▶ [OBJECTIVE]: Locate each line below that contains the word "windshield" and copy every such line.

Location labeling records

▬▬▬▬▬▬

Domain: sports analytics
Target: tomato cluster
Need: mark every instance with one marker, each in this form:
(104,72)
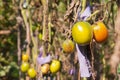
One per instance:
(52,67)
(83,32)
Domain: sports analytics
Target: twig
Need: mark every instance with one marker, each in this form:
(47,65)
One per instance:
(19,48)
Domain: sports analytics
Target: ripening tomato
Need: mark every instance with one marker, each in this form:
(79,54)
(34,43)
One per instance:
(45,68)
(68,46)
(32,73)
(24,66)
(82,33)
(25,57)
(100,32)
(55,66)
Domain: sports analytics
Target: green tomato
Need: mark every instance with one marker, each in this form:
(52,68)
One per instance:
(55,66)
(82,33)
(24,67)
(32,73)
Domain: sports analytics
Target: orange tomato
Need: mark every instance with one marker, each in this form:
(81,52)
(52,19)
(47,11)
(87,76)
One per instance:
(25,57)
(100,32)
(68,46)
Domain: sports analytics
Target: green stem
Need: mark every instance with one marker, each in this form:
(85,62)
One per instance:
(49,27)
(104,66)
(83,5)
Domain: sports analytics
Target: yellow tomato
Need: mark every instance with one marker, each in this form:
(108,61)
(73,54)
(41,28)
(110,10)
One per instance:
(45,68)
(100,32)
(25,57)
(68,46)
(82,33)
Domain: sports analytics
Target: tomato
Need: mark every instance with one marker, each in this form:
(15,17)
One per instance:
(25,57)
(55,66)
(32,73)
(68,46)
(100,32)
(82,33)
(45,68)
(24,66)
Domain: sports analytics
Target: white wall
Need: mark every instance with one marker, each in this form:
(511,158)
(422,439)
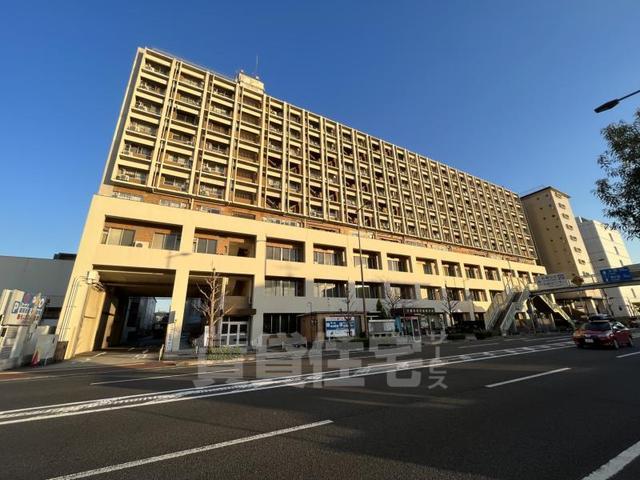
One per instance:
(36,275)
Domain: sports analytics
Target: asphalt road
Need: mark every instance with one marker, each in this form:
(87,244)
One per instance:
(516,408)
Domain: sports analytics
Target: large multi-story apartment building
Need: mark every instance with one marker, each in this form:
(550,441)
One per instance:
(607,249)
(209,172)
(559,244)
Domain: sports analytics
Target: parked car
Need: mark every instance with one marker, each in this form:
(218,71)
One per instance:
(603,333)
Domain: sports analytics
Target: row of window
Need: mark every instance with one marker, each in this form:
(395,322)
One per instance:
(294,287)
(321,256)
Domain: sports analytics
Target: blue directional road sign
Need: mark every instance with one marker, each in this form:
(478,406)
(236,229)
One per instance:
(612,275)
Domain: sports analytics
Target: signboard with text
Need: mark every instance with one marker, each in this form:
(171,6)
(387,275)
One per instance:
(338,327)
(553,280)
(612,275)
(23,308)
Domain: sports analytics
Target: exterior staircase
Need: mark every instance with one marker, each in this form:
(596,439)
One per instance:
(555,308)
(516,305)
(499,304)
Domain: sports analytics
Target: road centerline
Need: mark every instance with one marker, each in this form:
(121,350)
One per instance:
(191,451)
(628,354)
(616,464)
(158,377)
(528,377)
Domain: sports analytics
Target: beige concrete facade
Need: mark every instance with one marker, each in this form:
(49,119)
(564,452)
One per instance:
(208,172)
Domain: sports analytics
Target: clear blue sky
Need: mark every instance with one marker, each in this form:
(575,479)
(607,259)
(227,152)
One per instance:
(504,90)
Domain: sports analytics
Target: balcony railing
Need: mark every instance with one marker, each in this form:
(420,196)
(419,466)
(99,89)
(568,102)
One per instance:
(210,192)
(216,149)
(190,101)
(155,69)
(223,93)
(179,162)
(134,152)
(180,139)
(188,81)
(152,88)
(145,107)
(136,127)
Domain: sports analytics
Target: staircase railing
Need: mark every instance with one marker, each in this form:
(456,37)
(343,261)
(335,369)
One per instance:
(497,306)
(516,305)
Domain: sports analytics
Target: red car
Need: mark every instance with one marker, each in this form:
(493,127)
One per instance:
(603,333)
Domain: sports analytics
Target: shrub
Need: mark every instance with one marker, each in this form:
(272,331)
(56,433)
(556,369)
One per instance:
(223,353)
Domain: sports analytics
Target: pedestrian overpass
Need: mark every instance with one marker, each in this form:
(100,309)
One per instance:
(502,312)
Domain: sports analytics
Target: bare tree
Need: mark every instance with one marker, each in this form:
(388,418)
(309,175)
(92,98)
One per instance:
(392,299)
(211,305)
(349,300)
(449,303)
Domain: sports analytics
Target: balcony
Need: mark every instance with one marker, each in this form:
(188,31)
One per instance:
(216,148)
(215,169)
(221,111)
(183,139)
(277,184)
(147,107)
(127,176)
(186,118)
(192,82)
(179,161)
(212,127)
(136,151)
(149,87)
(140,128)
(223,93)
(211,192)
(156,68)
(189,100)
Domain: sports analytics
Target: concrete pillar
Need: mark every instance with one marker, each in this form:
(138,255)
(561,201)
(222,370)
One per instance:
(176,314)
(257,322)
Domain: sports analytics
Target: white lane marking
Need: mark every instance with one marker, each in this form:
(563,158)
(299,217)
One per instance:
(86,374)
(191,451)
(481,345)
(528,377)
(628,354)
(140,379)
(613,466)
(145,399)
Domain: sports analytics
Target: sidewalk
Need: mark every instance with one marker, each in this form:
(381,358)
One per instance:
(188,357)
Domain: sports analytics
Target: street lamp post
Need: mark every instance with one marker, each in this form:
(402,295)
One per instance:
(613,103)
(364,303)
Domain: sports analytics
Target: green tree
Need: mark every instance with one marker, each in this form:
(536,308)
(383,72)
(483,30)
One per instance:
(619,191)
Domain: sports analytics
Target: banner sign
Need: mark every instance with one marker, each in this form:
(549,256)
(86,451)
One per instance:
(338,326)
(24,308)
(611,275)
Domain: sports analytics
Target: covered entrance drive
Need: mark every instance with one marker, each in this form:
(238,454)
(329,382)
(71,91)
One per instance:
(130,317)
(123,314)
(234,331)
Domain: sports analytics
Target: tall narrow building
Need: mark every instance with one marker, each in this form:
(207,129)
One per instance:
(560,246)
(210,172)
(606,249)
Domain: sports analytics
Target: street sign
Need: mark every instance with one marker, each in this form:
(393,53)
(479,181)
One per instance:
(612,275)
(553,280)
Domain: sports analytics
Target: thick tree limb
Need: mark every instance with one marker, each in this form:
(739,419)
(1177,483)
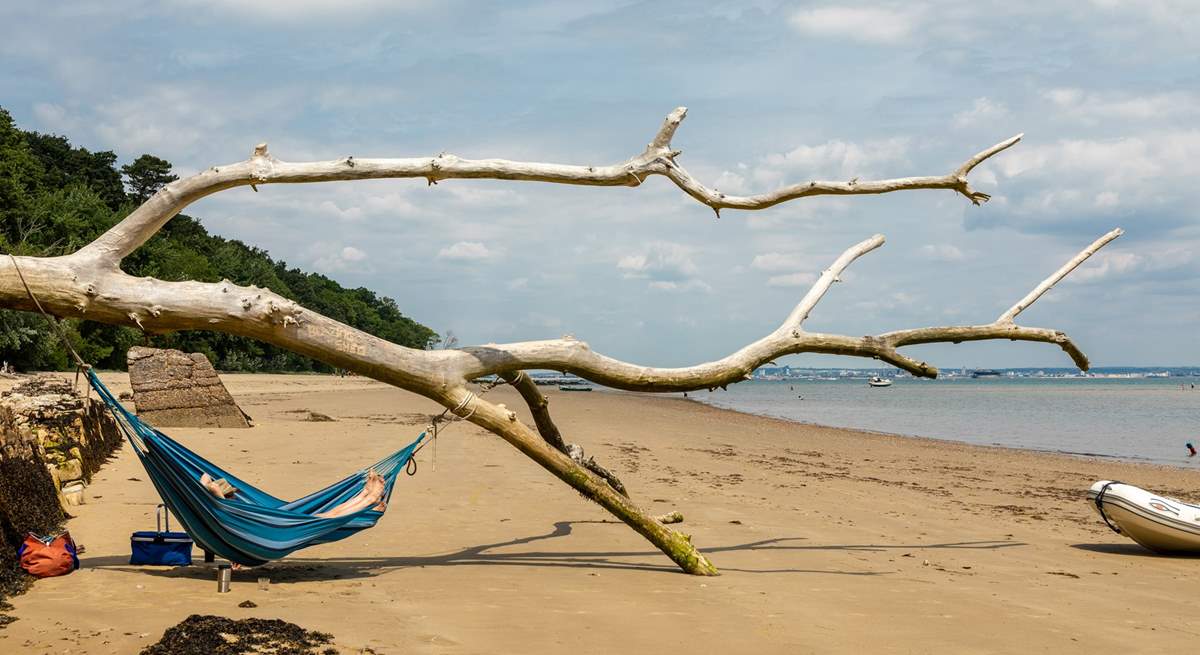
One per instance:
(658,158)
(539,406)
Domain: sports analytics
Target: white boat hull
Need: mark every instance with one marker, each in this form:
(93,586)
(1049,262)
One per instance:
(1159,523)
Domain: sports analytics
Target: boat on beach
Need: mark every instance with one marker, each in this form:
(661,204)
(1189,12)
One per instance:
(1157,522)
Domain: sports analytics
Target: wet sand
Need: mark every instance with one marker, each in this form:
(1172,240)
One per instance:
(829,540)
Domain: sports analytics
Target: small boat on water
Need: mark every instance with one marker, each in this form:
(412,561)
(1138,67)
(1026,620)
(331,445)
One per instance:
(1157,522)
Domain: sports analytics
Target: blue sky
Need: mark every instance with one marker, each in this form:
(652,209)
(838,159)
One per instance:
(1105,91)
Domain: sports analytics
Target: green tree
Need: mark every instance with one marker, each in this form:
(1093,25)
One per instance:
(147,175)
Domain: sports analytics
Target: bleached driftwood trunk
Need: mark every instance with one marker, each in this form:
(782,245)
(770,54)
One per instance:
(90,284)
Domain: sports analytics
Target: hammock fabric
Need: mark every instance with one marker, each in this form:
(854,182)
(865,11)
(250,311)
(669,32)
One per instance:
(251,527)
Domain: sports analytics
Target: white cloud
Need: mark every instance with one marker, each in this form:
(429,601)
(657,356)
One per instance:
(1092,108)
(54,118)
(660,260)
(299,10)
(792,280)
(984,110)
(666,266)
(330,258)
(942,252)
(351,253)
(869,24)
(774,262)
(834,158)
(465,251)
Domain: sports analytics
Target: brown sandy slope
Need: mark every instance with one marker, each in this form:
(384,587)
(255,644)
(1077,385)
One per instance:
(831,541)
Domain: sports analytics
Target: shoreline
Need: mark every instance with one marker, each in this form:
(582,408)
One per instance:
(1125,460)
(939,546)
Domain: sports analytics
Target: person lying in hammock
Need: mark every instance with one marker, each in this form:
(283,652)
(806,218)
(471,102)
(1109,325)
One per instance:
(371,496)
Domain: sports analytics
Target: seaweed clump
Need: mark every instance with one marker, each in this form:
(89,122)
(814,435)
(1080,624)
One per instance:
(209,635)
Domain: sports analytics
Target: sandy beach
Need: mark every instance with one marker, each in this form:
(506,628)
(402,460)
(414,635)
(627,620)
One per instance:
(829,540)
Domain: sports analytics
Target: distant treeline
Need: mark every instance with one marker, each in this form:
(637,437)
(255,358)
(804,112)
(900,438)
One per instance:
(55,198)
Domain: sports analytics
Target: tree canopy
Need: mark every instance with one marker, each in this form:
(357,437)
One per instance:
(55,197)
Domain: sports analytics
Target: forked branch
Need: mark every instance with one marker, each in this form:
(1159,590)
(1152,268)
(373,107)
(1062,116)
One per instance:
(575,356)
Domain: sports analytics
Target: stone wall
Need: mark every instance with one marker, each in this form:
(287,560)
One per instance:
(172,389)
(51,439)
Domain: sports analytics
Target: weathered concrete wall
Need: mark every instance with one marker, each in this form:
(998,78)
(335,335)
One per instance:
(175,390)
(49,439)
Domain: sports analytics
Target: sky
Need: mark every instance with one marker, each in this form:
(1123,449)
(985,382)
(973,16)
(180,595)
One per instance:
(1107,92)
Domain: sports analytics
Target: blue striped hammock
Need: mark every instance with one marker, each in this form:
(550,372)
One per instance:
(251,527)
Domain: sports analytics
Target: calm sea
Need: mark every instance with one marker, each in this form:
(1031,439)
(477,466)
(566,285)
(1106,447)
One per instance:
(1146,420)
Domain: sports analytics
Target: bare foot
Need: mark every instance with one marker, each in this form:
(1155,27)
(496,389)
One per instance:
(211,485)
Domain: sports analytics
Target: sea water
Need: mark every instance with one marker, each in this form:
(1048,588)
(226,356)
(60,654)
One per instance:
(1141,419)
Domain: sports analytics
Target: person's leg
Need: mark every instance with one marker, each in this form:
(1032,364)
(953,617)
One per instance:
(371,494)
(211,485)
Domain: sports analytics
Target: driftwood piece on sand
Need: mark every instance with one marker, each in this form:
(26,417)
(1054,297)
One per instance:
(90,284)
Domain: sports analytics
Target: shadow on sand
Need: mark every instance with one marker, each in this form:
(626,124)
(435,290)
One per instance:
(1131,550)
(310,570)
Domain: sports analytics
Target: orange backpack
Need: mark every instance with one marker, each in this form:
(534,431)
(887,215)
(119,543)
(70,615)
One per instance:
(48,557)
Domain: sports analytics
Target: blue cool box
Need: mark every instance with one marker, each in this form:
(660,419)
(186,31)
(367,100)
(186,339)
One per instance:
(161,547)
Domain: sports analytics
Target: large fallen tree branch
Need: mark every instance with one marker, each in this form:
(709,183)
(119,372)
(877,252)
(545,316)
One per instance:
(539,407)
(658,158)
(90,284)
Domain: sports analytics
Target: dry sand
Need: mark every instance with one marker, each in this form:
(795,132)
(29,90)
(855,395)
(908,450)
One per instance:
(829,540)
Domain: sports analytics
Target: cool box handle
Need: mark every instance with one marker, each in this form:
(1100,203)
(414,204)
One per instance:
(161,517)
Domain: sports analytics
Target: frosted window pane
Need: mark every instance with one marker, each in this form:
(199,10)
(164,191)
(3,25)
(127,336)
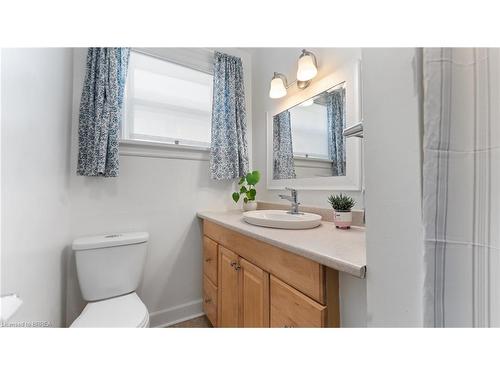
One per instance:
(309,130)
(167,102)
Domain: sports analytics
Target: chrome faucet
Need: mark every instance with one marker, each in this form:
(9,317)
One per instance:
(293,200)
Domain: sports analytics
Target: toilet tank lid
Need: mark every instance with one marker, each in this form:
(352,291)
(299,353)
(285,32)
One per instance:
(109,240)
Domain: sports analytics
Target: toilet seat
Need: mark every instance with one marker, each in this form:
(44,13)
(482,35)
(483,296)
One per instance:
(123,311)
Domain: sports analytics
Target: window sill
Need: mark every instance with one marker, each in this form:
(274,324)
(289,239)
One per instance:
(149,149)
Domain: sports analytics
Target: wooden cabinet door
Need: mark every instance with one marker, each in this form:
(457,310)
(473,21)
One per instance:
(254,295)
(228,296)
(290,308)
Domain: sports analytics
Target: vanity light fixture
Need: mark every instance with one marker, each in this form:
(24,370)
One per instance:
(307,103)
(307,67)
(278,86)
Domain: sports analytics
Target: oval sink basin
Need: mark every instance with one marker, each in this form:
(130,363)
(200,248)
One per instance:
(282,219)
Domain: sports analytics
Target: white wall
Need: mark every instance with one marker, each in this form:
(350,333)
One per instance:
(36,118)
(394,236)
(265,61)
(157,195)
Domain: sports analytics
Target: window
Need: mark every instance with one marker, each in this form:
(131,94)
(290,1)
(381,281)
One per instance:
(309,131)
(166,102)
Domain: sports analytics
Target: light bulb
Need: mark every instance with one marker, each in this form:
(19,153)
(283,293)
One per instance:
(277,89)
(307,103)
(307,69)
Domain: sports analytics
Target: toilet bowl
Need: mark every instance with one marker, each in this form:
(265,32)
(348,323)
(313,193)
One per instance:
(124,311)
(109,269)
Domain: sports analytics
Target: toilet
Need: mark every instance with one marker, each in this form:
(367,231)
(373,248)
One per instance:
(109,269)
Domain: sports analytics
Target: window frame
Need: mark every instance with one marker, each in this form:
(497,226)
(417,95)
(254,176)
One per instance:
(198,59)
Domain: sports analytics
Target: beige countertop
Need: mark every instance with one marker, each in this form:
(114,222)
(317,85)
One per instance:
(343,250)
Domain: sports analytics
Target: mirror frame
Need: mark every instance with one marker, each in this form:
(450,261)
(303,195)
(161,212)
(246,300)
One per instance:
(352,181)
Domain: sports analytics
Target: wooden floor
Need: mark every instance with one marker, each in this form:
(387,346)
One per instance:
(200,322)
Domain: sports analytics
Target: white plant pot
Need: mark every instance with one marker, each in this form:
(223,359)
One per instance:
(250,206)
(342,219)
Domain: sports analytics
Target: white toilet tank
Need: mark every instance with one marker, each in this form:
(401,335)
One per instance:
(110,265)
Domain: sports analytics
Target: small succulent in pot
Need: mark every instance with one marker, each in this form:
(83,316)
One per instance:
(342,205)
(247,190)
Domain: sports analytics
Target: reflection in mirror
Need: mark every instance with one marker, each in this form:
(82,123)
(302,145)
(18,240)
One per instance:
(308,140)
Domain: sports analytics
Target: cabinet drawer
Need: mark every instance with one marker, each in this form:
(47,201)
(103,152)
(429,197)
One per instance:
(291,308)
(210,300)
(210,259)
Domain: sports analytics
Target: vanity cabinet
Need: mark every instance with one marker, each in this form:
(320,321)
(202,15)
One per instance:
(255,284)
(243,292)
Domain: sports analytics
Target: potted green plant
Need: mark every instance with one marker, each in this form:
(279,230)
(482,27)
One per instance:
(247,191)
(342,214)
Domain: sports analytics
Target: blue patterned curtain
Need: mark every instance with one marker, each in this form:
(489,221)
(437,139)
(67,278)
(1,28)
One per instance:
(283,165)
(101,111)
(335,112)
(229,150)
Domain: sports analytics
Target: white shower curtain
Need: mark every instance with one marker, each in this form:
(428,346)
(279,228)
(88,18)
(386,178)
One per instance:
(461,176)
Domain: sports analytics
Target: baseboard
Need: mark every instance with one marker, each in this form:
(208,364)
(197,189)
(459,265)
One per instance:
(176,314)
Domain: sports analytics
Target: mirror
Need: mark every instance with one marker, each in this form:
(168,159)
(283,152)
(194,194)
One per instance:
(307,138)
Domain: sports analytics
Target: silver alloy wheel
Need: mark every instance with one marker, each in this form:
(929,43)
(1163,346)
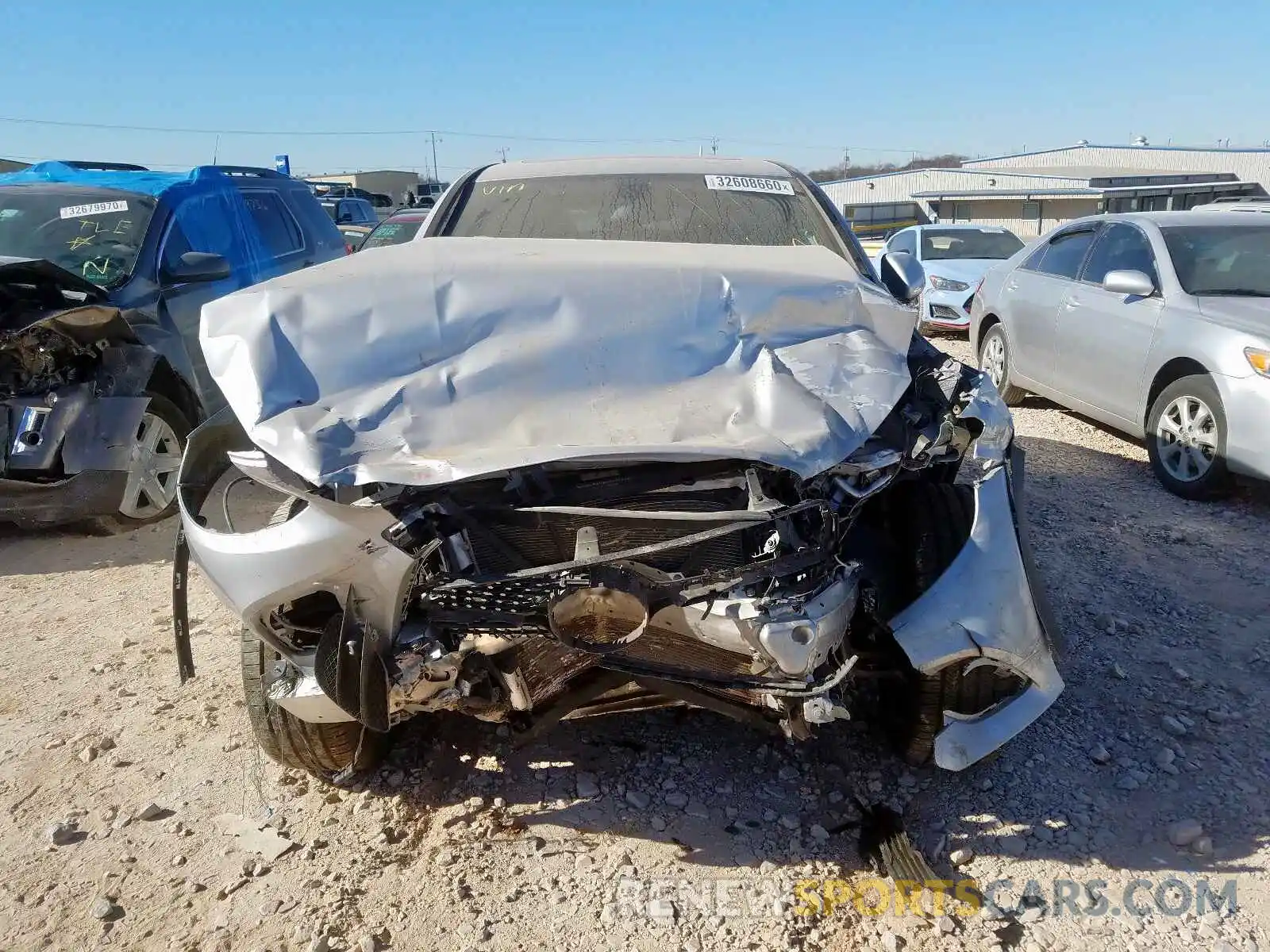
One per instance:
(1187,438)
(154,460)
(994,359)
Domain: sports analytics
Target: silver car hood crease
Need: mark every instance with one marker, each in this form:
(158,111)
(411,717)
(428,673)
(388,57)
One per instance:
(442,359)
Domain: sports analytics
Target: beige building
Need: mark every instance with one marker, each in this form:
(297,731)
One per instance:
(1033,192)
(394,184)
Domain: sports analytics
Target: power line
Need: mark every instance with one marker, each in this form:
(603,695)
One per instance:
(120,127)
(691,140)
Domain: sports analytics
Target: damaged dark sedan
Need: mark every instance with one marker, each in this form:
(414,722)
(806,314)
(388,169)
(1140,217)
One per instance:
(103,273)
(614,436)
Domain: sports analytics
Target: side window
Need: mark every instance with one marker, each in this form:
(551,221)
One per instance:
(1121,248)
(905,241)
(277,226)
(1033,263)
(175,245)
(1064,253)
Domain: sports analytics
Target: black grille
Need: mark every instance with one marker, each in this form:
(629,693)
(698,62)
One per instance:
(546,539)
(548,666)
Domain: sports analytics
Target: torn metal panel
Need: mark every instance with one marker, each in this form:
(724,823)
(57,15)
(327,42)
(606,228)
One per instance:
(983,606)
(437,361)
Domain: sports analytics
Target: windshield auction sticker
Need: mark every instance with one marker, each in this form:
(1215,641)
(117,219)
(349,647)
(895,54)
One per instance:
(745,183)
(75,211)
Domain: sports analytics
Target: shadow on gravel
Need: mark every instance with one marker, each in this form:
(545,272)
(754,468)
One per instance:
(715,793)
(1166,607)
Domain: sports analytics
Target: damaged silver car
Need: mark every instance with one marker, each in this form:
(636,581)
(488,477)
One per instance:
(615,436)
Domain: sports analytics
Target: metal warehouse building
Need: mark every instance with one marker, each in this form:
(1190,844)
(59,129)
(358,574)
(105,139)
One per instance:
(1032,192)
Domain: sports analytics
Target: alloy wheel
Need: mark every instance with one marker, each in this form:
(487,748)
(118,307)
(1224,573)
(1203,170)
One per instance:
(1187,438)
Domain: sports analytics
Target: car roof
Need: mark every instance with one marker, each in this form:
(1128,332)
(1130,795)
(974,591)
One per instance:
(632,165)
(1185,220)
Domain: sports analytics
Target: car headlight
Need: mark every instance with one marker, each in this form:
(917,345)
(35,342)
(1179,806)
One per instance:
(1260,359)
(984,404)
(948,283)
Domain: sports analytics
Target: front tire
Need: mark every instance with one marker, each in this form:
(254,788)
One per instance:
(1187,436)
(150,492)
(995,361)
(939,518)
(321,749)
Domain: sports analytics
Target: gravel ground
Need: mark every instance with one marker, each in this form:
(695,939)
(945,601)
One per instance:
(139,814)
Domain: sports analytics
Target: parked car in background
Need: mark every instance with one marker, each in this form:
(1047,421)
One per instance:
(616,435)
(103,274)
(351,211)
(1155,323)
(403,225)
(1242,203)
(956,258)
(353,235)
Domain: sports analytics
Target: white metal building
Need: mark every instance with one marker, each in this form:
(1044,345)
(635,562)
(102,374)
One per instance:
(385,182)
(1033,192)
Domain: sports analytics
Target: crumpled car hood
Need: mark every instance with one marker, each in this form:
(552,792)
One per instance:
(448,359)
(48,281)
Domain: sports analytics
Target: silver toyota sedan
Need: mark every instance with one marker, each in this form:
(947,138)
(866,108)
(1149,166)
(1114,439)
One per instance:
(615,435)
(1156,324)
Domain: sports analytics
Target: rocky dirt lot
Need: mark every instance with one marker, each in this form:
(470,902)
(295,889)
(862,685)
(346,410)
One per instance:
(139,814)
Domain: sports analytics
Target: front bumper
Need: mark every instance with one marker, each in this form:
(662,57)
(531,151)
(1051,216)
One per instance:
(946,310)
(1248,422)
(42,505)
(65,456)
(984,606)
(987,605)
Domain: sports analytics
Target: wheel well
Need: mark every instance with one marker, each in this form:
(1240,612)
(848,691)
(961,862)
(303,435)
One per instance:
(165,381)
(988,321)
(1175,370)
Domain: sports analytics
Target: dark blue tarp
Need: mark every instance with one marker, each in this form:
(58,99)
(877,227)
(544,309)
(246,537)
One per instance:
(210,209)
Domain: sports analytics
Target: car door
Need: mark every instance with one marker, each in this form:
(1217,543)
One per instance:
(200,224)
(279,232)
(1103,338)
(1030,298)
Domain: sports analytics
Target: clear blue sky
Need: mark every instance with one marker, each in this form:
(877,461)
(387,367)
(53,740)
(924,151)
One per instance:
(795,82)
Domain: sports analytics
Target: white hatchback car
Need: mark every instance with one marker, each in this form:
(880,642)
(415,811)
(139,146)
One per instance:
(956,258)
(1155,323)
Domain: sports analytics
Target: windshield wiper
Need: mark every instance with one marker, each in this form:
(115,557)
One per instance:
(1232,292)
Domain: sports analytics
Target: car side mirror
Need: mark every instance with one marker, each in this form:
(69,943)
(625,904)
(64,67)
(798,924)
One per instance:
(1132,283)
(902,276)
(197,267)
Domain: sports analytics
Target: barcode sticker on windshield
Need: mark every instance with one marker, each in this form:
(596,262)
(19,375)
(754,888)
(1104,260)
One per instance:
(75,211)
(745,183)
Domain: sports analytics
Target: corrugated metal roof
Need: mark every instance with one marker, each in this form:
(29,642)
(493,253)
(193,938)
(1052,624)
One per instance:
(954,171)
(1121,146)
(633,164)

▬▬▬▬▬▬

▶ [PROBLEM SOLUTION]:
Target: windshield auction sticker
Target: windshield wiper
Target: barcode sticker on windshield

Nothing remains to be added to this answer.